Location labeling records:
■ ■ ■ ■ ■

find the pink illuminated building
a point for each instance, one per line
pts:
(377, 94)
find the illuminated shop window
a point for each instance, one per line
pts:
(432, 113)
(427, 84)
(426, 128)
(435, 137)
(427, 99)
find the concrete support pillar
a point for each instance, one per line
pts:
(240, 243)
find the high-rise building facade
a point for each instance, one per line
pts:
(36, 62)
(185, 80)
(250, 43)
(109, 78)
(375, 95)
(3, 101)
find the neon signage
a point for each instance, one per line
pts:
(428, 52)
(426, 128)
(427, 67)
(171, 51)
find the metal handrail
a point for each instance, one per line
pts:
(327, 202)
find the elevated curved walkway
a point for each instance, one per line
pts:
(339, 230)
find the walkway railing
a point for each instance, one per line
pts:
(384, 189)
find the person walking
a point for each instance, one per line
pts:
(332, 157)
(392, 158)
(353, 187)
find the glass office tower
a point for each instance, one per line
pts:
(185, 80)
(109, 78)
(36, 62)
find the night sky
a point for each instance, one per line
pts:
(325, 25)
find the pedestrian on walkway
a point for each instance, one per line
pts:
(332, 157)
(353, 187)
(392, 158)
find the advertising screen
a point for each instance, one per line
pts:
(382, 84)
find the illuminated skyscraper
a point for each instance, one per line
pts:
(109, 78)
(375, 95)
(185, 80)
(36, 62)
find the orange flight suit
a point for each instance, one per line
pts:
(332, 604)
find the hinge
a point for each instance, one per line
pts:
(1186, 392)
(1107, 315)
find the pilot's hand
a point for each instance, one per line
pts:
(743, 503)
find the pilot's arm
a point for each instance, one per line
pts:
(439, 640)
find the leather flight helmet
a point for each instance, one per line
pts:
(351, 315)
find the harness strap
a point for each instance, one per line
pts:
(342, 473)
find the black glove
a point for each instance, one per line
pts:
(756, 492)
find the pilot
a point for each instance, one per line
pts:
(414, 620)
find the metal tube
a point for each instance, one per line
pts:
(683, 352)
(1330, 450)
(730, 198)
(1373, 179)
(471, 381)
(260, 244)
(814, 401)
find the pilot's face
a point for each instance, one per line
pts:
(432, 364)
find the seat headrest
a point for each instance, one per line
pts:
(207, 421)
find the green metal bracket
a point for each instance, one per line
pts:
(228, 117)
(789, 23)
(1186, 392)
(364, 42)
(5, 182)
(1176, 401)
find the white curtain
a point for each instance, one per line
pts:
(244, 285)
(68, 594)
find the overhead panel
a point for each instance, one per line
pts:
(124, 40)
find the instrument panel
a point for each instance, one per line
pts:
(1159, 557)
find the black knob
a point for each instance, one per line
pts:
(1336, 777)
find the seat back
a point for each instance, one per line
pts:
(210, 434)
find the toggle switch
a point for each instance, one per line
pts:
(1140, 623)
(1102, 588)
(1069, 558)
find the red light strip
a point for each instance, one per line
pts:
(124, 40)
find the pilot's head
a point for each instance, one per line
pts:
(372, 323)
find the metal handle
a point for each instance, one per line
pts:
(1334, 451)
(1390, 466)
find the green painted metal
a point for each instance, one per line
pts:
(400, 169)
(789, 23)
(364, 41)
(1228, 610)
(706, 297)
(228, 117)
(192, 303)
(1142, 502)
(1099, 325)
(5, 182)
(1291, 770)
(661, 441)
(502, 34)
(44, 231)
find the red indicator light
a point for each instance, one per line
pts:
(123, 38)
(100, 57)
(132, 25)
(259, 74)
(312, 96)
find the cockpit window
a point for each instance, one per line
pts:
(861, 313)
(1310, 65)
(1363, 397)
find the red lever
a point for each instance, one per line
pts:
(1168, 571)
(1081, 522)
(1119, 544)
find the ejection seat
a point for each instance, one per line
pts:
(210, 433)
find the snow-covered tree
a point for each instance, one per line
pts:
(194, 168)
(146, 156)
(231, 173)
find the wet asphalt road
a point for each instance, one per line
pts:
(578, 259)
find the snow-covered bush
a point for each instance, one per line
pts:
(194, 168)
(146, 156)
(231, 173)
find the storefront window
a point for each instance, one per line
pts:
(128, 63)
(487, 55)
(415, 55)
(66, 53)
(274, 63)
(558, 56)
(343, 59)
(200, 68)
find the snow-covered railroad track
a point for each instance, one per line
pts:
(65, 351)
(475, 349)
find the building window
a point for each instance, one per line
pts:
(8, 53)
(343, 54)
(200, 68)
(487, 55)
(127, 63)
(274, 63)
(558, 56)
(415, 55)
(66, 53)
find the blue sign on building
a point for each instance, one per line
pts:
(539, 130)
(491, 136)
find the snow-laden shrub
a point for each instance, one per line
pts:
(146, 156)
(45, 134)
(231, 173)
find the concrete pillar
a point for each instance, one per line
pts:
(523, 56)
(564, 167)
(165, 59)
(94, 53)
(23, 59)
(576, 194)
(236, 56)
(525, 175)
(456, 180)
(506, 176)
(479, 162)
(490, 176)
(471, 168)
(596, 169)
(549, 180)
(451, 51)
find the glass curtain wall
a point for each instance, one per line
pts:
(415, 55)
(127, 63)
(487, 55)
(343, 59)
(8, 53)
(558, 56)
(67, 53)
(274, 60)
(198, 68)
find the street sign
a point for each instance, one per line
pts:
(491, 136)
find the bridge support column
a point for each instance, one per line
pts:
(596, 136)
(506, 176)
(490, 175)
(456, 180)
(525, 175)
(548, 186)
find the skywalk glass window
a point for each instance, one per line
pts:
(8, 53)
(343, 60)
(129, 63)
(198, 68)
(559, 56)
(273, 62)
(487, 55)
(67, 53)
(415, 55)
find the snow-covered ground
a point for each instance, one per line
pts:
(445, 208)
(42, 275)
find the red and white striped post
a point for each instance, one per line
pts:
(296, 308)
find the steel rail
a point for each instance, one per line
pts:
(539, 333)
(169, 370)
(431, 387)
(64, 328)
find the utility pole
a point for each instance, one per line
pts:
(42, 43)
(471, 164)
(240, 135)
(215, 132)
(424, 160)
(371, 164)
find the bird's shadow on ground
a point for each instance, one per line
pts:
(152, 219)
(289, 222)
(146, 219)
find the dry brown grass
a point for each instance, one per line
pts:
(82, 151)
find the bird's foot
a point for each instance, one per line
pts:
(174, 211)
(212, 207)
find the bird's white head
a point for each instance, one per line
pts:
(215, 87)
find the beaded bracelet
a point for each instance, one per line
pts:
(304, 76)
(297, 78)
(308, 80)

■ ■ ■ ■ ■

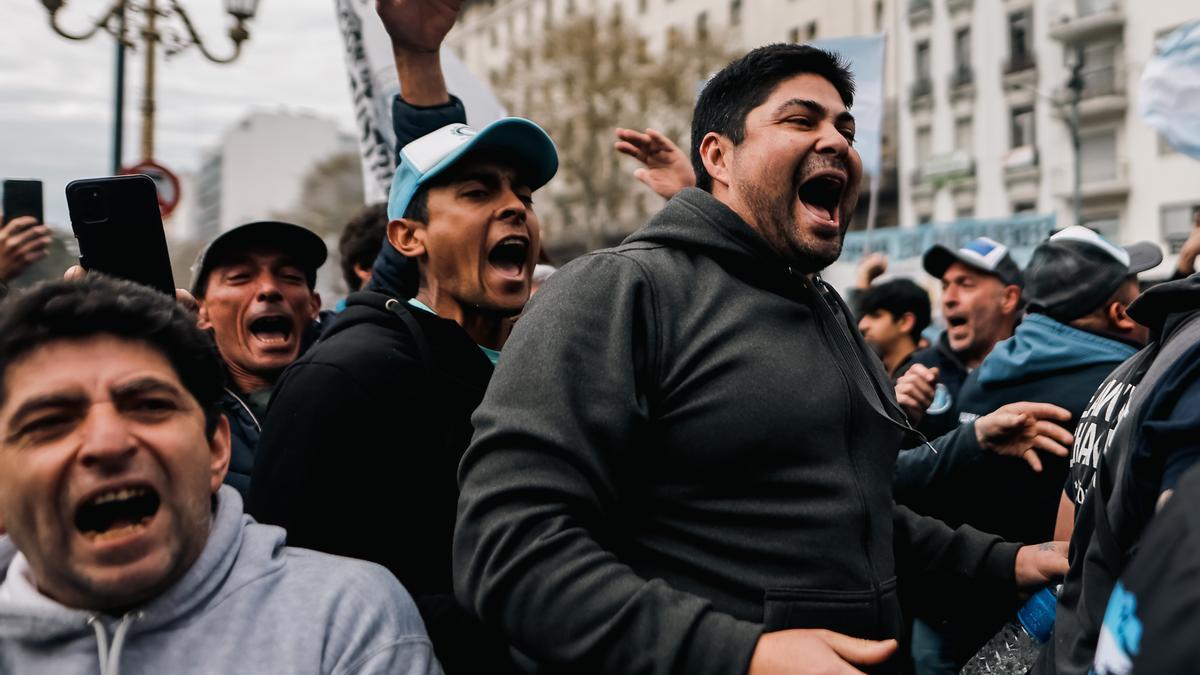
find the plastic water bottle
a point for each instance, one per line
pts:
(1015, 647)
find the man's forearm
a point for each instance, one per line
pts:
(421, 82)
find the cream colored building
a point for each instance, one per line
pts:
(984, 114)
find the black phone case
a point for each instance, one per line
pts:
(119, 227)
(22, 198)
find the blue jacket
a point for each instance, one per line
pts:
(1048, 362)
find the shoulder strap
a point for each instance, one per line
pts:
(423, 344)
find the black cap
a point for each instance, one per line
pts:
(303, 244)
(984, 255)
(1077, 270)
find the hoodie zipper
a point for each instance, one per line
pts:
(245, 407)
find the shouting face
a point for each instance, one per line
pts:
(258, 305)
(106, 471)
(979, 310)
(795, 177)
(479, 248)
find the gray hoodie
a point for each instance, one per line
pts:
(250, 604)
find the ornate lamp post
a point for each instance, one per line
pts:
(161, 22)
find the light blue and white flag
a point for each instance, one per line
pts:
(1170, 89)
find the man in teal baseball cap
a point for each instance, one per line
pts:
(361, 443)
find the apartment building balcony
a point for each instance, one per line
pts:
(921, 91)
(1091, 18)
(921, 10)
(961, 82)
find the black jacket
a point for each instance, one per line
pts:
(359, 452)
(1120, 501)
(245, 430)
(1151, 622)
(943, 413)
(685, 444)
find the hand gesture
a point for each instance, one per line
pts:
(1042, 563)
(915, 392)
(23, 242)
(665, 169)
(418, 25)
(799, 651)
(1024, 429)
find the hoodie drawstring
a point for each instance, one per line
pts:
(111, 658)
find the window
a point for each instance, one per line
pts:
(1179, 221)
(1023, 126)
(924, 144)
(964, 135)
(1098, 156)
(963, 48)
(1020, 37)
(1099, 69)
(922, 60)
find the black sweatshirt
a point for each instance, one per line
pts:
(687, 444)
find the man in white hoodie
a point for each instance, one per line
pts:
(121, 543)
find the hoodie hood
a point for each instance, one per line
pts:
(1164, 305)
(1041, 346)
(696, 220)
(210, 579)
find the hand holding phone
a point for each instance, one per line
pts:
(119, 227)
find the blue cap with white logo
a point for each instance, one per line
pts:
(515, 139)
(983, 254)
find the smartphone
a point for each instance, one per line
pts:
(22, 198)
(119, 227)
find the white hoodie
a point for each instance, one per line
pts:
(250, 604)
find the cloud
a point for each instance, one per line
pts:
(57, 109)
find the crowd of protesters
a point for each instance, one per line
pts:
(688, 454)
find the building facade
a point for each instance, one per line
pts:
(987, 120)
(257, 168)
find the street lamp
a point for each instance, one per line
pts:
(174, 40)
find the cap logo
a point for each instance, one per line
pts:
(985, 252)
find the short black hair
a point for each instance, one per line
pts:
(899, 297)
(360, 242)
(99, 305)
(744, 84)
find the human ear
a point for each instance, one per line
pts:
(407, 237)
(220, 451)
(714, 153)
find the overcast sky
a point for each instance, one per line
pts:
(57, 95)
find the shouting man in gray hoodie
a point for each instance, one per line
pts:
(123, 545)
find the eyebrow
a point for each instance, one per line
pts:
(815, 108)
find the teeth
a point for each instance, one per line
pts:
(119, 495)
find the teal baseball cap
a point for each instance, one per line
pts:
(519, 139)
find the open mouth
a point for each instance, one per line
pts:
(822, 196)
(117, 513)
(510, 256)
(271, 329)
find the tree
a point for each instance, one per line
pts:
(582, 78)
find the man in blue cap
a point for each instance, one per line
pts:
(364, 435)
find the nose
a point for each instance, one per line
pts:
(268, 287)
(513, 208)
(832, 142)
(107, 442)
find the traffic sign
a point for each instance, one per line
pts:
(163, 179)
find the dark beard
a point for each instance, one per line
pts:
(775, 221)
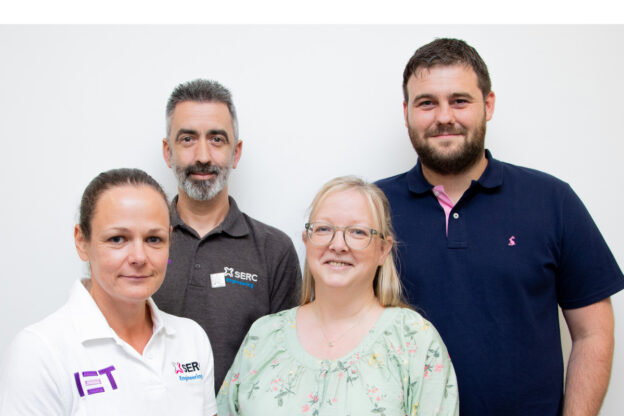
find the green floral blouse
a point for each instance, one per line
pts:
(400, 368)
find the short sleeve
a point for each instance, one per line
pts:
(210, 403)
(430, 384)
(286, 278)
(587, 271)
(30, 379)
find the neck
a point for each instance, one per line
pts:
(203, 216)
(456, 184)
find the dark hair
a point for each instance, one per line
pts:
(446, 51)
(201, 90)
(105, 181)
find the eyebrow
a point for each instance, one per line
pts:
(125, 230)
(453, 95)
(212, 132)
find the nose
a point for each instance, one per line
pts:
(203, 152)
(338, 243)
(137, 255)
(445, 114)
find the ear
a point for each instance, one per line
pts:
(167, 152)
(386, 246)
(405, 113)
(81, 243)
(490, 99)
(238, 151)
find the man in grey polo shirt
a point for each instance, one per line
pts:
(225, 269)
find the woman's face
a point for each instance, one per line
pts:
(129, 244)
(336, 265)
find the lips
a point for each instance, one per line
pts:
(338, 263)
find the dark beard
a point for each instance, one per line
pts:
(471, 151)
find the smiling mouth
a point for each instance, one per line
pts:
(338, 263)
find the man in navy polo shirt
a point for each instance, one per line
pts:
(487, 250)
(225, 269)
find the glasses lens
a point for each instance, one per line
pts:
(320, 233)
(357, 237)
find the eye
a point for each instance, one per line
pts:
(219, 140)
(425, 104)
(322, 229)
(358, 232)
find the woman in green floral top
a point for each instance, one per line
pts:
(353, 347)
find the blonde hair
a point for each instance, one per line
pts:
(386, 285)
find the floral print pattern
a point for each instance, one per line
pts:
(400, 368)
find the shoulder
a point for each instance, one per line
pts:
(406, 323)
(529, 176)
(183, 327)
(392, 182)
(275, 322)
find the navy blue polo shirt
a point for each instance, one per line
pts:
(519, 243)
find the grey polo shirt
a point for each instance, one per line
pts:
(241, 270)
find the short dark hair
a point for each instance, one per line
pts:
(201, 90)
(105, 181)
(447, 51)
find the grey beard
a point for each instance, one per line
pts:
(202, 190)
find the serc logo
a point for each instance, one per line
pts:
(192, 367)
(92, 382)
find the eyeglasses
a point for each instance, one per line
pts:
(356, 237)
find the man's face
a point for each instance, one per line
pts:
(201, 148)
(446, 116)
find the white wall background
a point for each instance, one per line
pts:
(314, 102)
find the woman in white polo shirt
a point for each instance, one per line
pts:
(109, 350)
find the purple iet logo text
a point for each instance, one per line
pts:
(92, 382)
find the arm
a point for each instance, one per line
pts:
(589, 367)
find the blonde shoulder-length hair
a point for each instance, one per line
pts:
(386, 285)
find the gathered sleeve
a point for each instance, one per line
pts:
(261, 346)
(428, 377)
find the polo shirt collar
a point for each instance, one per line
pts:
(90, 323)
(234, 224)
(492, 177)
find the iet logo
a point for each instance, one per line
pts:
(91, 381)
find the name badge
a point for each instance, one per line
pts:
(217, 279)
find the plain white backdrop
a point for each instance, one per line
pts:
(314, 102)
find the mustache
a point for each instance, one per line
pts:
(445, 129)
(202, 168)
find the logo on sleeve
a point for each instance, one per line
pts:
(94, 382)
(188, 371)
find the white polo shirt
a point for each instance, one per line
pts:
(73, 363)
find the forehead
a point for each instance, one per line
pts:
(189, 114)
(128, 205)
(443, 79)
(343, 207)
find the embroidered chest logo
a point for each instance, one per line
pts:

■ ■ ■ ■ ■

**Problem statement:** Count how many lines in the records above contain the string "street". Reply with only that number.

**Exercise output:** 2